Information supplied
####
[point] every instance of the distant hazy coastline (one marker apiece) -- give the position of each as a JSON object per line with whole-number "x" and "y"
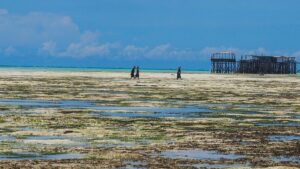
{"x": 93, "y": 69}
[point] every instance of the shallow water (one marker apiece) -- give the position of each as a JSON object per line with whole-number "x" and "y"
{"x": 198, "y": 155}
{"x": 214, "y": 165}
{"x": 36, "y": 156}
{"x": 292, "y": 159}
{"x": 195, "y": 111}
{"x": 278, "y": 124}
{"x": 283, "y": 138}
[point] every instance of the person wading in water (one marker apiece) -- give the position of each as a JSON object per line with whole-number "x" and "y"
{"x": 132, "y": 72}
{"x": 137, "y": 75}
{"x": 179, "y": 73}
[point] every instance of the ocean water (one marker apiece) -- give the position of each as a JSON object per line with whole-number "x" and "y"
{"x": 92, "y": 69}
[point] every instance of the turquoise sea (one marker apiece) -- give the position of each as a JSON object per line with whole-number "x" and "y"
{"x": 89, "y": 69}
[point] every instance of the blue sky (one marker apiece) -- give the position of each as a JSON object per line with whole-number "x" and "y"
{"x": 149, "y": 33}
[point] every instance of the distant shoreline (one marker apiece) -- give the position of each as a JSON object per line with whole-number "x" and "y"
{"x": 93, "y": 69}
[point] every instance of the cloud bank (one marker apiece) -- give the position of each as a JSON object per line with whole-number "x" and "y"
{"x": 52, "y": 35}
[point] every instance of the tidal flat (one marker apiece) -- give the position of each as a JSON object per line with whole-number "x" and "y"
{"x": 54, "y": 119}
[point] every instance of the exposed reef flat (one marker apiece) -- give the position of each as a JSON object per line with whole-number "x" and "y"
{"x": 105, "y": 120}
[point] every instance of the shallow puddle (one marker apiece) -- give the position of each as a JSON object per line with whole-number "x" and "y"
{"x": 37, "y": 156}
{"x": 278, "y": 124}
{"x": 283, "y": 138}
{"x": 198, "y": 155}
{"x": 211, "y": 166}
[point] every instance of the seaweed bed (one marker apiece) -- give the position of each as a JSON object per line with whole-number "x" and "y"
{"x": 106, "y": 120}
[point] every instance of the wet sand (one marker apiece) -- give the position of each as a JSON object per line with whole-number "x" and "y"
{"x": 105, "y": 120}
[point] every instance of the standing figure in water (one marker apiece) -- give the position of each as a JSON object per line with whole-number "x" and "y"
{"x": 132, "y": 72}
{"x": 137, "y": 75}
{"x": 179, "y": 72}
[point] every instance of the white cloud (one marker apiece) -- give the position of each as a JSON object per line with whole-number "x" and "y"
{"x": 33, "y": 29}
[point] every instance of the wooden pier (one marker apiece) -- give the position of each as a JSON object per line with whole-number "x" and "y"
{"x": 225, "y": 62}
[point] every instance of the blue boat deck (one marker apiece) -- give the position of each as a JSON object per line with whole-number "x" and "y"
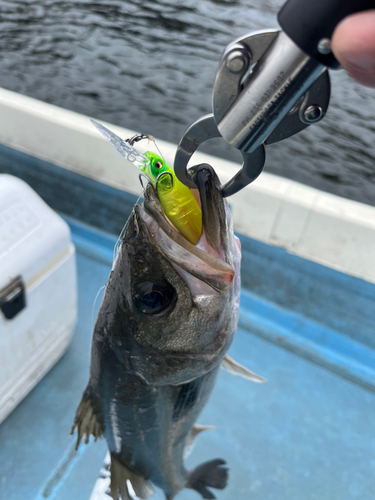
####
About this exercise
Omit the pictures, and quote the material above exactly as given.

Response to this task
[point] every instance of the distant hazy coastline (one marker apiece) -- give the position of each as a JSON object per line with whole-number "x" and "y"
{"x": 93, "y": 69}
[point] every instance of the shallow water (one marker apiece) -- give the position of each as a JSON object per line with whole-number "x" and "y"
{"x": 198, "y": 155}
{"x": 214, "y": 165}
{"x": 36, "y": 156}
{"x": 292, "y": 159}
{"x": 195, "y": 111}
{"x": 278, "y": 124}
{"x": 283, "y": 138}
[point] every instance of the person wading in water (one marker apiece) -- give the position of each as a JSON object per line with whole-number "x" and "y"
{"x": 132, "y": 72}
{"x": 137, "y": 75}
{"x": 179, "y": 73}
[point] every instance of the ocean water (one marker apiece) -- give the position of each as a JSON object per line with whole-number "x" and "y"
{"x": 92, "y": 69}
[point] every instance of the turquoise sea (one marker apiece) -- give the position of each as a JSON object per line with whole-number "x" and "y"
{"x": 89, "y": 69}
[point] every instance of the blue sky (one marker apiece) -- give the position of each as a JSON object per line with whole-number "x" and "y"
{"x": 149, "y": 33}
[point] every instance of the distant shoreline (one marker apiece) -- give the position of each as a JSON object per line with whole-number "x" and "y"
{"x": 93, "y": 69}
[point] every instance of the cloud bank (one marker apiece) -- give the position of each as a JSON object per line with whole-number "x" and "y"
{"x": 52, "y": 35}
[point] every instance of the tidal flat (one marker apiece) -- give the position of each as a JSON object per line with whole-number "x" and "y"
{"x": 54, "y": 119}
[point] every instance of the exposed reef flat (one marker apiece) -- give the position of each as a JSON object per line with whole-number "x" and "y"
{"x": 105, "y": 120}
[point] every instance of the shallow puddle (one marker apiece) -- give the position of each as a JSON object per line with whole-number "x" and "y"
{"x": 37, "y": 156}
{"x": 278, "y": 124}
{"x": 283, "y": 138}
{"x": 198, "y": 155}
{"x": 211, "y": 166}
[point] every instance of the seaweed bed (one marker apiece) -- give the position of each as a JSON object per line with whole-number "x" and "y"
{"x": 106, "y": 120}
[point] every instance of the wet sand (one marker apiece) -- give the position of each as a JSON object per line with whole-number "x" and "y"
{"x": 105, "y": 120}
[point] every instance of the standing figure in water (one marker apiece) -- give the position of each as a JSON object per line with whole-number "x" and "y"
{"x": 132, "y": 72}
{"x": 137, "y": 75}
{"x": 179, "y": 72}
[point] every instance of the white cloud (one marker apiece) -- give the position of each as a JSON object per line with whole-number "x" and "y"
{"x": 33, "y": 29}
[point] every instance of the wooden pier (one marker apiece) -- give the position of each as a JSON object per line with whole-number "x" and "y"
{"x": 225, "y": 62}
[point] every instance of the blue boat deck (one marker apiece) -- give the position of each as a JSON object per line with whole-number "x" and "y"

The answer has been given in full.